____ Recorded data

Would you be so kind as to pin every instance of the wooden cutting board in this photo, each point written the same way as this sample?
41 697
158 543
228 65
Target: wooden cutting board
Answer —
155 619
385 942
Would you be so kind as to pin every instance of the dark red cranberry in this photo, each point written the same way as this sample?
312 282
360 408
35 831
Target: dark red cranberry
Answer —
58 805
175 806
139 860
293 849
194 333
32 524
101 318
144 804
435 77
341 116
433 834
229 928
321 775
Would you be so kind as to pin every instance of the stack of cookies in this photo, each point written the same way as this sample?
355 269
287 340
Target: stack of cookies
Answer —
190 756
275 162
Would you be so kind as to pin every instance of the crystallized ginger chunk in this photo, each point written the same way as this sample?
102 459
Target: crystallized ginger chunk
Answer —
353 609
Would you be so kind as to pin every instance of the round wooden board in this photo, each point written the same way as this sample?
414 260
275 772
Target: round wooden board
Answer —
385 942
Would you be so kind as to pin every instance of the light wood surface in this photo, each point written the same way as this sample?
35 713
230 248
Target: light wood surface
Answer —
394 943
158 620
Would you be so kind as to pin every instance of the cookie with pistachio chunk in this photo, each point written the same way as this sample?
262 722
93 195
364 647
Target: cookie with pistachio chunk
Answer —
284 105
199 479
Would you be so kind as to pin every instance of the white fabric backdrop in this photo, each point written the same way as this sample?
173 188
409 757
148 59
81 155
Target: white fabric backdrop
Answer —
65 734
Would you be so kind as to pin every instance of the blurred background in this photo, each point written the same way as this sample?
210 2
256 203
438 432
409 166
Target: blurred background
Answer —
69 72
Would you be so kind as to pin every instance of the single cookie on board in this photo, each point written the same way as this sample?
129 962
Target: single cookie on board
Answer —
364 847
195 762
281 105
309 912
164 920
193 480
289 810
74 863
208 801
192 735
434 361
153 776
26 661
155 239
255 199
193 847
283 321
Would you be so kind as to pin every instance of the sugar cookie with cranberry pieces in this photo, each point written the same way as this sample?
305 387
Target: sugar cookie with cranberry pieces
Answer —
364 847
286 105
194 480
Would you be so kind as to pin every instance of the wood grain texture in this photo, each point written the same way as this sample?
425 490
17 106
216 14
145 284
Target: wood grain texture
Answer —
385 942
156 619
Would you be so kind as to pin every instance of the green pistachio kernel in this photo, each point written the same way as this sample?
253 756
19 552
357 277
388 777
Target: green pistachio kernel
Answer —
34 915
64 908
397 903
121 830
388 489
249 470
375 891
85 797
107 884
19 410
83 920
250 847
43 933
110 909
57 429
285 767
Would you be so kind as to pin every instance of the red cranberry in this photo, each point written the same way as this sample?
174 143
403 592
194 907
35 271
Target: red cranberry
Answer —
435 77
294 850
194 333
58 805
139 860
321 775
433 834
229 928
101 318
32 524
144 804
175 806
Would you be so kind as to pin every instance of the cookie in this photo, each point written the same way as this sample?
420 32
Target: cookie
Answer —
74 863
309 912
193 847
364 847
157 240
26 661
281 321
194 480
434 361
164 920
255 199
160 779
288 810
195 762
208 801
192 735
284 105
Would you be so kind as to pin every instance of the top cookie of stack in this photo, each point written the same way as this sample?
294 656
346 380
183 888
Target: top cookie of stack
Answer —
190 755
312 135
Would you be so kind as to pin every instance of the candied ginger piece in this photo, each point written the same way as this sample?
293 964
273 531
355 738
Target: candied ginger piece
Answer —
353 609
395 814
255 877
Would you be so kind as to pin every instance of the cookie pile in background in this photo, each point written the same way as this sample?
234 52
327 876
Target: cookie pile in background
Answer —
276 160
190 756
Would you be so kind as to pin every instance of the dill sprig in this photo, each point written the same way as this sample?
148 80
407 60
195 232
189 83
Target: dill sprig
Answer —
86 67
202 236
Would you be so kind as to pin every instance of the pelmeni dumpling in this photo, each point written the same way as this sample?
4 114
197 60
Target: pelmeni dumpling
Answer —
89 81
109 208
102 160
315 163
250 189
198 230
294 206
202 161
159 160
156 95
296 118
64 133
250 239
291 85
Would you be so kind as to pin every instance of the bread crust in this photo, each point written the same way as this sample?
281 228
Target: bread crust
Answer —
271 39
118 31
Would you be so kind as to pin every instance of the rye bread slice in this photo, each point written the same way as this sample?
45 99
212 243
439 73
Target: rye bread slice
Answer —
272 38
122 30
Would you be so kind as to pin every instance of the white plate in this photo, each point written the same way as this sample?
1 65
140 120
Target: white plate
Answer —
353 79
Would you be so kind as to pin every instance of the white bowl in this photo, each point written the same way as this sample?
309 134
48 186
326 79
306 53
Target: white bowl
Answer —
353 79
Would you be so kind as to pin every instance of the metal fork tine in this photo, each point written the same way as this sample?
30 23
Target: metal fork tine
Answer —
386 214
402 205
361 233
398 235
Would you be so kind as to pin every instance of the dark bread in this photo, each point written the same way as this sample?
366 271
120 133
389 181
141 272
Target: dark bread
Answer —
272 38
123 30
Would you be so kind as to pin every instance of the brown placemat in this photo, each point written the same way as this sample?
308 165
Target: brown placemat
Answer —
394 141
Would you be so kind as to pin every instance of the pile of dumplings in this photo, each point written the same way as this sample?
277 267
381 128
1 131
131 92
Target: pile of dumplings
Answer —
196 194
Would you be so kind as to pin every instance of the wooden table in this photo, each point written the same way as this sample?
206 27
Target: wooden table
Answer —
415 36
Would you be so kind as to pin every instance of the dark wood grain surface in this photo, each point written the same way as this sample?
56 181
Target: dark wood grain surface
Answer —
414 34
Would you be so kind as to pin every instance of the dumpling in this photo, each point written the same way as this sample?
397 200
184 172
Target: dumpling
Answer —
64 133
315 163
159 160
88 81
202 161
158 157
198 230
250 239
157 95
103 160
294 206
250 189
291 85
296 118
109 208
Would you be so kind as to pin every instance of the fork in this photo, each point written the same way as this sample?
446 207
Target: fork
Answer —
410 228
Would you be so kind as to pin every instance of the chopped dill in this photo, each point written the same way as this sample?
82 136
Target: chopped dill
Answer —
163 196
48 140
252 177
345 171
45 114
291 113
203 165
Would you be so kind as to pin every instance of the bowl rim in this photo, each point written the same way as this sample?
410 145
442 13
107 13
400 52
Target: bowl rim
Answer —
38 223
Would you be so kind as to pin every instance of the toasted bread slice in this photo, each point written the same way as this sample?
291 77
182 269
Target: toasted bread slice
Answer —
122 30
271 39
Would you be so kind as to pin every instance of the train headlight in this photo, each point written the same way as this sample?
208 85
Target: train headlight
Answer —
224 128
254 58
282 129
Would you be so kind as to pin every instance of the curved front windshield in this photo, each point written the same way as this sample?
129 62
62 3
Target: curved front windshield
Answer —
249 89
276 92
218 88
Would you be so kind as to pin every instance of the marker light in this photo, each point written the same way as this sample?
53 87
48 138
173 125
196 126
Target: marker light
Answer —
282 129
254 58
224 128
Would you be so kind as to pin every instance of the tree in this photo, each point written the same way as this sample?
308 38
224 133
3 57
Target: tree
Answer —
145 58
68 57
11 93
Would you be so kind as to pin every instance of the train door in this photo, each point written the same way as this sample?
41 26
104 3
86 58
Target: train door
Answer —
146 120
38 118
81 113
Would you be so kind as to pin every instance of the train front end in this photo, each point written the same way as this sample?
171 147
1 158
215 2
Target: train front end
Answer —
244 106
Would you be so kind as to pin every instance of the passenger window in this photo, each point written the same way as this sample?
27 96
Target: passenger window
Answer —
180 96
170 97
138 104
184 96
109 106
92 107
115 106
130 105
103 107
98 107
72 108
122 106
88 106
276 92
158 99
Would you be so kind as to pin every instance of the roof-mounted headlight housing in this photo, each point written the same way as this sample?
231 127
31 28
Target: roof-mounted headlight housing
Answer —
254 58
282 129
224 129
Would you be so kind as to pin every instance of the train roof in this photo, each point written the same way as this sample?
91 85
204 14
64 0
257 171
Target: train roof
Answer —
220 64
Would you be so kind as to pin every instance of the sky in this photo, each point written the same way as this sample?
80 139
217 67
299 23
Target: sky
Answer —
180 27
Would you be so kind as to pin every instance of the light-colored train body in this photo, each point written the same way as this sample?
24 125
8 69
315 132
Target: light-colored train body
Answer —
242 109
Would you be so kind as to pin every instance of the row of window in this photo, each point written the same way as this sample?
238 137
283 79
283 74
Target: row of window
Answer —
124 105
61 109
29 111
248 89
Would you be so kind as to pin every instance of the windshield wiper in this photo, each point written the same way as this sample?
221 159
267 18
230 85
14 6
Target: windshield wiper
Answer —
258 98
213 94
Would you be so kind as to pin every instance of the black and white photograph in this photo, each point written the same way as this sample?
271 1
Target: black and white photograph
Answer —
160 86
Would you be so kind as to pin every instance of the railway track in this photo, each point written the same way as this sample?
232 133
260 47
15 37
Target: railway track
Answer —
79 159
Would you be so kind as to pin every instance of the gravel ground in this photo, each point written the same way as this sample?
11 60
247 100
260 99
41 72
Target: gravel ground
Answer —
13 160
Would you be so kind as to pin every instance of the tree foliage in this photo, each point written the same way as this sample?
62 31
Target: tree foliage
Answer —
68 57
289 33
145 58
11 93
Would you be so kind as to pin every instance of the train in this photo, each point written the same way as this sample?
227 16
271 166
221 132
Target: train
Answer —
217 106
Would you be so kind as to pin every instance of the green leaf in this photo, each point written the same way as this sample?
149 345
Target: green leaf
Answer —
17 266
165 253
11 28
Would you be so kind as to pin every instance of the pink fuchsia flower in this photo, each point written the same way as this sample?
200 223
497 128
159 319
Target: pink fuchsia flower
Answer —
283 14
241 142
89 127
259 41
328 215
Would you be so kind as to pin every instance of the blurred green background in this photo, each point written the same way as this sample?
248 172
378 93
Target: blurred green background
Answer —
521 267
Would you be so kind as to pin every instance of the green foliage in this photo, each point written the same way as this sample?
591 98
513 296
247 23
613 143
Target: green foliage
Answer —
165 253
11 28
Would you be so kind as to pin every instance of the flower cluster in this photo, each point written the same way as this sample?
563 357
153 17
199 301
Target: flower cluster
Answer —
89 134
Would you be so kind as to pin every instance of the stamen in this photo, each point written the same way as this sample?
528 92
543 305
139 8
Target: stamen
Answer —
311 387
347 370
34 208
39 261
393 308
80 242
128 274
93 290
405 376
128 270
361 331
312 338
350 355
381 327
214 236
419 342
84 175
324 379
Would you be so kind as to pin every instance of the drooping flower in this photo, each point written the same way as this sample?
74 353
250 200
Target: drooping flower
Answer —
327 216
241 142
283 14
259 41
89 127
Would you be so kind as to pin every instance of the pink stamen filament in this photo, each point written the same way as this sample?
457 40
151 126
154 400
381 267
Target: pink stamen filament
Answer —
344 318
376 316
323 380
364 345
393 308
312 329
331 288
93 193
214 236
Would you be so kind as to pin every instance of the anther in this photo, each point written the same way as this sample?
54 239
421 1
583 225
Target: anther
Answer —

________

**Directions for this task:** Please find every line in the records that contains the word "surface", and copy it out.

**Result of this task:**
Would you be so kind as to pin every instance of the light wood surface in this photo, each point written the same way as this sample?
Target: light wood surface
Would you be so kind as to pin every instance of the dark wood grain surface in this photo, each point written the same way as this sample?
Target: dark wood grain surface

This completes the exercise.